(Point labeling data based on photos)
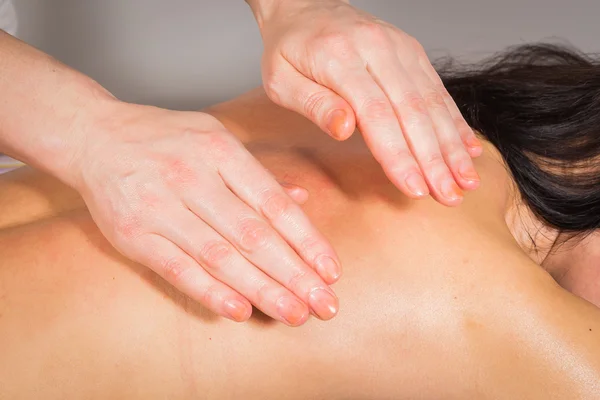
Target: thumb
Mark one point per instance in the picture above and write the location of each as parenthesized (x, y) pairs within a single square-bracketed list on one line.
[(330, 112)]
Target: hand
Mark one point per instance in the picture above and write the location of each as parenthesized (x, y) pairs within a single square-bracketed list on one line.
[(177, 192), (340, 67)]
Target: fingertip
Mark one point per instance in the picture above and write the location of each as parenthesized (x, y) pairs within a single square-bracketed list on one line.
[(237, 310), (475, 151), (340, 123)]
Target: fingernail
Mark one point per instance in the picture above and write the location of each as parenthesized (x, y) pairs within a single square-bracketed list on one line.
[(236, 310), (450, 190), (328, 269), (416, 185), (468, 173), (336, 122), (323, 303), (473, 142), (291, 310)]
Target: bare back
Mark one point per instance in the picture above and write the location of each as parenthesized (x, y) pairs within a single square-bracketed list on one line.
[(435, 302)]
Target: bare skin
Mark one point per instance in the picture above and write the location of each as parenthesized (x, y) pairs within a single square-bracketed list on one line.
[(445, 303)]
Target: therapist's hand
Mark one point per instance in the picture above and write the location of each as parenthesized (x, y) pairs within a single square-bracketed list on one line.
[(177, 192), (343, 68)]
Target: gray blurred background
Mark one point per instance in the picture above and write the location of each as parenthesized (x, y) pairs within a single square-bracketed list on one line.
[(185, 54)]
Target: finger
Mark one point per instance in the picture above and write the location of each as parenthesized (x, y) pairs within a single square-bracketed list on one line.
[(415, 121), (297, 193), (181, 271), (292, 90), (260, 243), (379, 125), (450, 143), (467, 134), (259, 190), (223, 262)]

What the task asks →
Arrange every line of the items above as a Markdown table with two columns, Row and Line, giving each line its row number. Omit blank lines and leave the pictures out.

Problem solution →
| Row | Line |
|---|---|
| 1 | Target: thumb |
| 2 | Mark one point per instance in the picture above and write the location of each as parenthesized (x, y) pairs within a single square-bracketed list on one line. |
| 3 | [(330, 112)] |
| 4 | Target: hand |
| 5 | Mark one point per instance in the picture above and write the location of each as parenthesized (x, y) pairs within a single square-bracketed list on one line. |
| 6 | [(177, 192), (340, 67)] |
| 7 | Target: fingertip |
| 8 | Mark one point per instance in the picture above and write the location of each as parenthesized (x, y) pairs within a single square-bracketed list on one line. |
| 9 | [(237, 310), (475, 151), (340, 123)] |
| 10 | Target: fingernail |
| 11 | Mark one point per instance in the picture above and write the location of each as parenthesized (x, y) pairs within a single square-bracketed list on one line. |
| 12 | [(236, 310), (450, 190), (328, 269), (416, 185), (468, 173), (336, 122), (323, 303), (473, 142), (291, 310)] |
| 13 | Target: bare back |
| 14 | Mark one point per instance in the picture above and write the location of each as parenthesized (x, y) pairs within a single square-bracketed list on one line. |
| 15 | [(435, 302)] |
| 16 | Target: bare skin |
| 17 | Mark one point per instance in the picture above and write the location of each as parenthesized (x, y) pairs within a single square-bracketed list on one line. |
| 18 | [(445, 303)] |
| 19 | Target: therapist's hand |
| 20 | Mark one point per instance in the picture above and write the location of each as parenthesized (x, y) pairs within a single square-bracketed list on one line. |
| 21 | [(177, 192), (343, 68)] |
| 22 | Target: gray blurred background |
| 23 | Mark one point per instance in the picture above and write the location of each as parenthesized (x, y) pairs within a single square-bracketed list on one line. |
| 24 | [(185, 54)] |
| 25 | Target: finger |
| 26 | Mark one point per instance in the picture above and write the location of each as parenthesized (x, y) pairs within a single square-bracketed list on one line. |
| 27 | [(415, 121), (297, 193), (181, 271), (292, 90), (260, 243), (379, 125), (450, 143), (467, 134), (259, 190), (223, 262)] |